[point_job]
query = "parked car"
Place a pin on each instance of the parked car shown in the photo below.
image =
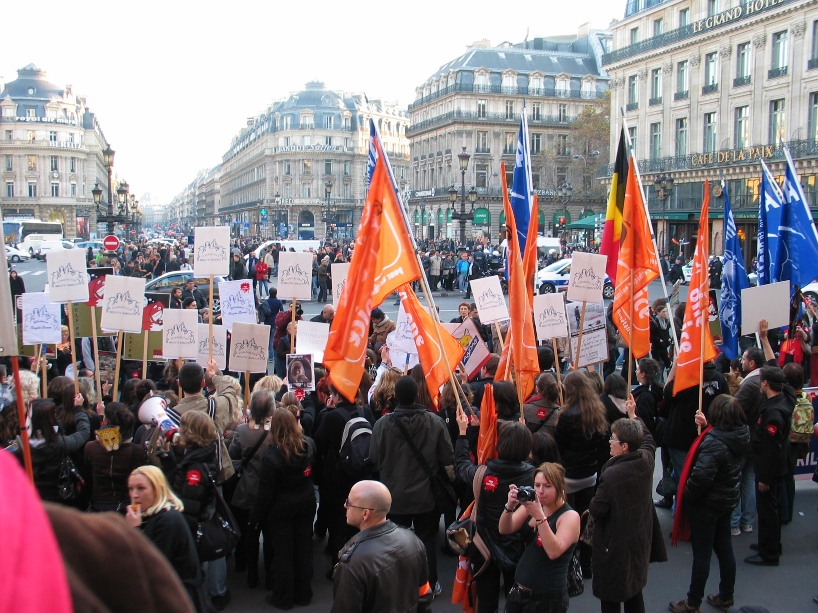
(555, 277)
(15, 255)
(170, 280)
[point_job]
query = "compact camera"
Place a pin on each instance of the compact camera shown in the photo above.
(526, 494)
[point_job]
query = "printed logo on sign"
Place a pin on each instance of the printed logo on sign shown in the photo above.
(123, 304)
(179, 335)
(41, 319)
(211, 251)
(66, 276)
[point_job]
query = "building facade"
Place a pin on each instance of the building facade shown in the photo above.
(51, 147)
(708, 88)
(299, 169)
(474, 102)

========================================

**What you will do**
Return every line above that contains the string "camera".

**Answer**
query = "compact camera"
Place a pin on each instance of the compact camera shown in the photo above.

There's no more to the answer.